**Problem details:**
Take from the records below each line that holds "target".

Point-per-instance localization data
☆ ☆ ☆ ☆

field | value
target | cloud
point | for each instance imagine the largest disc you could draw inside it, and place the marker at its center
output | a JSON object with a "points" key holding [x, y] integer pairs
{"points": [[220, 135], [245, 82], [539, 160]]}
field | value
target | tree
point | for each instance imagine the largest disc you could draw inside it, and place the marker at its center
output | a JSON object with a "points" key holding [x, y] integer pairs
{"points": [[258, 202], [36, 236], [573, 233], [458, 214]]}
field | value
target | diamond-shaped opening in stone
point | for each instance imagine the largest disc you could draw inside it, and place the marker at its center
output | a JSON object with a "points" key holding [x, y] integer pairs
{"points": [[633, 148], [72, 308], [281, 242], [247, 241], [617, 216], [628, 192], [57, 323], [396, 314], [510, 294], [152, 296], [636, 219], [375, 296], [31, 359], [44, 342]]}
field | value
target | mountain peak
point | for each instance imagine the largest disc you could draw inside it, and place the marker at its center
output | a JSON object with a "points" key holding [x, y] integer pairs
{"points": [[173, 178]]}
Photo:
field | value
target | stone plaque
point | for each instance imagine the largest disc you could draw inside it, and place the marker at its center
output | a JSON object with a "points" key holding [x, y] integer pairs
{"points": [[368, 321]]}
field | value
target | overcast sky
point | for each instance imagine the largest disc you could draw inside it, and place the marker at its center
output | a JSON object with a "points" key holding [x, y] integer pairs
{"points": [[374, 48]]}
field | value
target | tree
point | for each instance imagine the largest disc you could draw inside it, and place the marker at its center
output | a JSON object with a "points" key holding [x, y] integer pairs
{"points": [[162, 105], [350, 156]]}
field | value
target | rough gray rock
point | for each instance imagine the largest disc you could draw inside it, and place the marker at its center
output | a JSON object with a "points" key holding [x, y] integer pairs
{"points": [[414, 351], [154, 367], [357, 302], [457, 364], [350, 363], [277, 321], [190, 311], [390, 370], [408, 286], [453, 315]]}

☆ ☆ ☆ ☆

**Response area:**
target | cloud
target | tree
target | diamond-shaped opening in stone
target | mountain peak
target | stone plaque
target | overcast sky
target | tree
target | rough gray rock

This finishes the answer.